- Exercise tasks:
A – Reproduce the portion of the passage on the Scotland Act verbatim, starting at "[25] Counsel went" and ending at "of the State.".
B – In the passage on the Scotland Act, which two Acts did counsel compare with the Scotland Act's provisions on the Parliamentary corporation?

- Given text:
++++++++
Counsel submitted that this was echoed by Lord Hardie in Davidson v The Scottish Ministers, supra. The court should be concerned to ensure that the position of the United Kingdom Government is properly explained. It is a matter of surprise and concern, he submitted, that the Advocate General takes such a different view. Counsel referred to section 99(1) of the Scotland Act, which provides that rights and liabilities may arise between the Crown in right of Her Majesty's Government in the United Kingdom and the Crown in right of the Scottish Administration by virtue of a contract, by operation of law or by virtue of an enactment as they may arise between subjects. Clearly, he submitted, the Crown in right of Her Majesty's Government has a major and legitimate interest in ensuring that a subordinate legislature does not exceed the powers given by a sovereign legislature. The United Kingdom Government has a close interest in whether a legislature established by an Act of the Westminster Parliament has acted within or outside its powers. Had Parliament intended that the Parliamentary corporation, representing the Scottish Parliament, should be a respondent in cases of this nature, it would have said so. The Advocate General has the responsibility for ensuring that the Scottish Parliament acts consistently with the Treaty obligations of the United Kingdom. The various provisions enabling the Advocate General to intervene in legal proceedings show that she has a major stake in devolution issues.

[25] Counsel went on to submit that the Parliamentary corporation is not an appropriate respondent, because its functions do not extend to constitutional matters. He compared the provisions of the Scotland Act relating to the Parliamentary corporation with provisions of the House of Commons (Administration) Act 1978 and the Parliamentary Corporate Bodies Act 1992 in support of a submission that the functions of such a body relate to the holding of property, the employment of staff, and similar administrative functions. The functions of the Parliamentary corporation do not extend to constitutional matters. Once Royal Assent has been given to a Bill, the Scottish Parliament is functus officio. Counsel concurred with a submission to be advanced for the Lord Advocate that, once Royal Assent has been given, an Act of the Scottish Parliament is an act of the State.
++++++++
- Given material:
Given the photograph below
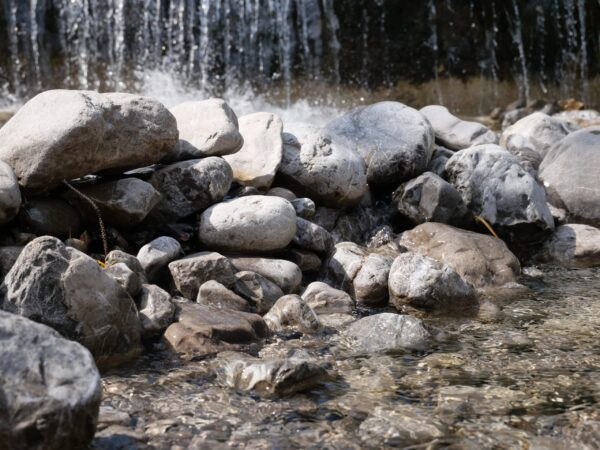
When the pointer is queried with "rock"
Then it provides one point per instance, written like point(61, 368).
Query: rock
++++++++
- Solved problems:
A –
[25] Counsel went on to submit that the Parliamentary corporation is not an appropriate respondent, because its functions do not extend to constitutional matters. He compared the provisions of the Scotland Act relating to the Parliamentary corporation with provisions of the House of Commons (Administration) Act 1978 and the Parliamentary Corporate Bodies Act 1992 in support of a submission that the functions of such a body relate to the holding of property, the employment of staff, and similar administrative functions. The functions of the Parliamentary corporation do not extend to constitutional matters. Once Royal Assent has been given to a Bill, the Scottish Parliament is functus officio. Counsel concurred with a submission to be advanced for the Lord Advocate that, once Royal Assent has been given, an Act of the Scottish Parliament is an act of the State.

B – The House of Commons (Administration) Act 1978 and the Parliamentary Corporate Bodies Act 1992.